■ DOCUMENT TEXT:
◆ ◆ ◆

The campaign of Dr. Al Gross is spending tens of thousands of dollars – if not hundreds of thousands – to convince Alaskans that what is important for anyone representing the 49th state in the U.S. Senate is a history as a commercial fisherman, a skier, a four-wheeler drive operator and a bear killer.
Or more specifically in the latter case, someone who killed a bear in self-defense given that killing bears for their hides or so-called “sport” wouldn’t be politically correct in these times. You can pretty well rest assured the campaign wouldn’t be running an entertaining “Bear Doctor” video if Gross was a registered guide overseeing the deaths of a half-dozen or more Alaska grizzlies every year.
Now, unfortunately, the bear doctor’s bear story has run into some problems with fact-checkers, and Gross’s most ardent supporters would like everyone to believe his whole claim to having killed a bear that snuck up on him is irrelevant.
Let’s not be naive.
Money is one of the main ways in which importance gets measured in a capitalist economy, and the Gross campaign has spent a lot of money promoting the idea Gross is a brave, modern-day, Alaska version of the fictional Francis Macomber who stood in there against a charging and dangerous wild animal.

◆ ◆ ◆

Answer these questions from the text about Al Gross's Senate campaign:
(a) Besides a bear killer, what three things does the campaign say Gross has a history as?
(b) What has run into problems with fact-checkers?
(c) Which fictional figure does the campaign's idea of Gross resemble?

◆ ◆ ◆

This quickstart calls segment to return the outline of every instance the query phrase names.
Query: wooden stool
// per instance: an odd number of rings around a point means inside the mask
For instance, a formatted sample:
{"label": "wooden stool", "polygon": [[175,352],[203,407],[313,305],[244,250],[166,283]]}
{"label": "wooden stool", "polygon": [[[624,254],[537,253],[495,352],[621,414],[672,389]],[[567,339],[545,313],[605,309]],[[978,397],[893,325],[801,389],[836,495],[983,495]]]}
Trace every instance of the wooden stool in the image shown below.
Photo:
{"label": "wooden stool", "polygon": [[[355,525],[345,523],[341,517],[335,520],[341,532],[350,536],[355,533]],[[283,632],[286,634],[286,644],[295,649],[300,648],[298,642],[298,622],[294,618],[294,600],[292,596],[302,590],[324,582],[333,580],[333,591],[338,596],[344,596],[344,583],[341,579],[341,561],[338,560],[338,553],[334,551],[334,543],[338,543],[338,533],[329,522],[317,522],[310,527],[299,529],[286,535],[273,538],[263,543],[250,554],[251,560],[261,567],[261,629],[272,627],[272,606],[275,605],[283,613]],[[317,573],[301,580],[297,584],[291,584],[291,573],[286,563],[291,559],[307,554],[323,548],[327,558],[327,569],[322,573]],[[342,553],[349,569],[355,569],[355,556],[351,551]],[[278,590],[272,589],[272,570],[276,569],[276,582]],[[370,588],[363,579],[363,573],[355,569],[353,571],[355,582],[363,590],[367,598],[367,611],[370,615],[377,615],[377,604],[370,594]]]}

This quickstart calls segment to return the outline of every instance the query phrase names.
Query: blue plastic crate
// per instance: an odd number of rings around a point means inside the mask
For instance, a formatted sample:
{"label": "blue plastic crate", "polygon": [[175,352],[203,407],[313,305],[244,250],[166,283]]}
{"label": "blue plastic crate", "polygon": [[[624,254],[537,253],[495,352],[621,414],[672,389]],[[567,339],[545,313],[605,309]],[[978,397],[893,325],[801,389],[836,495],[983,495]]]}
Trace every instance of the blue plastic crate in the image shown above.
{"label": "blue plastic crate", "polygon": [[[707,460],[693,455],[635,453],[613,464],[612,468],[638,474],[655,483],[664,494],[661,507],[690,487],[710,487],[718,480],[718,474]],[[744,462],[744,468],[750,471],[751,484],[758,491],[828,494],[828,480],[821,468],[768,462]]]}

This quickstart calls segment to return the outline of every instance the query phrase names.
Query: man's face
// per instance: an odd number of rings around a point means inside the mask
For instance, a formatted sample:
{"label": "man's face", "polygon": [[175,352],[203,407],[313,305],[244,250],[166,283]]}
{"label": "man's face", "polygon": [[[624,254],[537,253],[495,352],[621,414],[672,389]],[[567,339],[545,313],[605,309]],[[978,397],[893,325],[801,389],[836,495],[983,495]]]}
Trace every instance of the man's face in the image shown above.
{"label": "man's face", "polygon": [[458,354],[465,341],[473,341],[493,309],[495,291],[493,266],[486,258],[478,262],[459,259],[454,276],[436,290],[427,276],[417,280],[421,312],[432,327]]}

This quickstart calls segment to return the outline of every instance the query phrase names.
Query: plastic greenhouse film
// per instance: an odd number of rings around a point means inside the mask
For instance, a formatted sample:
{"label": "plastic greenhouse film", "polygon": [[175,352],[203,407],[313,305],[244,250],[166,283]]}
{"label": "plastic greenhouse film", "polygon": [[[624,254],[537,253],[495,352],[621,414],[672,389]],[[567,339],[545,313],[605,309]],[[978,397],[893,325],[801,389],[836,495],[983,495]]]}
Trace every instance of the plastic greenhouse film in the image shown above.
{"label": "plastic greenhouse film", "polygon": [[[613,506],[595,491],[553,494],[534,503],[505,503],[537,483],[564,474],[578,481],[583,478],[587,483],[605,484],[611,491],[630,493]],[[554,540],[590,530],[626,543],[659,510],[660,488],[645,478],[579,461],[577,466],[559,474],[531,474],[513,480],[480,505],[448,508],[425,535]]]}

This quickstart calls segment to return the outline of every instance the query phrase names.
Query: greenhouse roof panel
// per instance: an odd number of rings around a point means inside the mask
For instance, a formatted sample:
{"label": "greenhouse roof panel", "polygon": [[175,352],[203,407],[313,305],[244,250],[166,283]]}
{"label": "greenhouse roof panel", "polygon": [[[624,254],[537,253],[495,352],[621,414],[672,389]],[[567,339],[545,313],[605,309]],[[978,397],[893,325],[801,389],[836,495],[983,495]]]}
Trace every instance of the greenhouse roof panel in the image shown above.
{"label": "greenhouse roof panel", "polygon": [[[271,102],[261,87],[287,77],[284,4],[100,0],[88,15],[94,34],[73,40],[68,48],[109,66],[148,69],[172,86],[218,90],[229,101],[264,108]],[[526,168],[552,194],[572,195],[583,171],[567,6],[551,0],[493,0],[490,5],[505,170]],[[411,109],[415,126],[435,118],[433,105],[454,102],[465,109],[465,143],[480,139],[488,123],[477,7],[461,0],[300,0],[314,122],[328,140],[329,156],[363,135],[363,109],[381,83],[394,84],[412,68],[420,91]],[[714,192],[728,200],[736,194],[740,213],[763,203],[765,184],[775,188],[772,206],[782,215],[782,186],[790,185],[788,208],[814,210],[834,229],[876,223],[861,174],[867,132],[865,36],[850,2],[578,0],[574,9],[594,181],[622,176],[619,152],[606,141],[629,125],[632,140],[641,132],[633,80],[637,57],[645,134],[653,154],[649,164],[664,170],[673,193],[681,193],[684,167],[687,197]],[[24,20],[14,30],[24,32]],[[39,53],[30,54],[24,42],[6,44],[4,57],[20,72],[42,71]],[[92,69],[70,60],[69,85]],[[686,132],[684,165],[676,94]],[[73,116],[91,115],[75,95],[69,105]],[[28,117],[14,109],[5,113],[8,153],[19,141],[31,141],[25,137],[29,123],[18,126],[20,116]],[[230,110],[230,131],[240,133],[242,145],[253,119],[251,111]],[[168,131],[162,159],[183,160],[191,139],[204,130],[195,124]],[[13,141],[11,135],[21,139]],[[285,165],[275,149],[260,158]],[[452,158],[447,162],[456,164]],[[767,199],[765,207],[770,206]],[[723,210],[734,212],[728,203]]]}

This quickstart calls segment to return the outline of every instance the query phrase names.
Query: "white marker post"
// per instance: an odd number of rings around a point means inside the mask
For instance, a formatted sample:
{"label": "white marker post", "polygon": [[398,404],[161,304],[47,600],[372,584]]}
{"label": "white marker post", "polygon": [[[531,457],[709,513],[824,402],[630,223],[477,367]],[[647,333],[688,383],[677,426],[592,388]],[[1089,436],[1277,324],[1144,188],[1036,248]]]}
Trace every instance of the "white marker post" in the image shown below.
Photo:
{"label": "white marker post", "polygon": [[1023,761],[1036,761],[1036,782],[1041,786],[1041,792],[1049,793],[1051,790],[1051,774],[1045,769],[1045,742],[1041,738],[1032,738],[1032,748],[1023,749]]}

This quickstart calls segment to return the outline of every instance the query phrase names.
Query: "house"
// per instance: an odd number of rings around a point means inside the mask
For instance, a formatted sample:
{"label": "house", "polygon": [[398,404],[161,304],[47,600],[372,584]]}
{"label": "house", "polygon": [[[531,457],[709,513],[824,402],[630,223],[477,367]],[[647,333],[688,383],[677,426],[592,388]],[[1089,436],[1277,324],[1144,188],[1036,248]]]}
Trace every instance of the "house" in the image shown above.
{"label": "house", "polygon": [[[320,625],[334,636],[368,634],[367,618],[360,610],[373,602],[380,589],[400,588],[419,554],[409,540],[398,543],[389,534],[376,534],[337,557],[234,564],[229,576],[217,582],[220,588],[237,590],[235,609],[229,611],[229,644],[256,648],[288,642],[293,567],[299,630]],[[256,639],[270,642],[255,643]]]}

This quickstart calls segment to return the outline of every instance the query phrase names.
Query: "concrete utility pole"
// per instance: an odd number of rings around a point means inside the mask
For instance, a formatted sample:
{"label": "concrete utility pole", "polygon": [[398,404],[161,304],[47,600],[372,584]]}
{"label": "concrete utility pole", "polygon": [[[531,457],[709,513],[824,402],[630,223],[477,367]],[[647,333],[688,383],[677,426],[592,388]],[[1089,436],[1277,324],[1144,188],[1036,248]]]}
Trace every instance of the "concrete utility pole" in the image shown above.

◆ ◆ ◆

■ FULL ANSWER:
(a) A commercial fisherman, a skier and a four-wheeler drive operator.
(b) The bear doctor's bear story.
(c) Francis Macomber.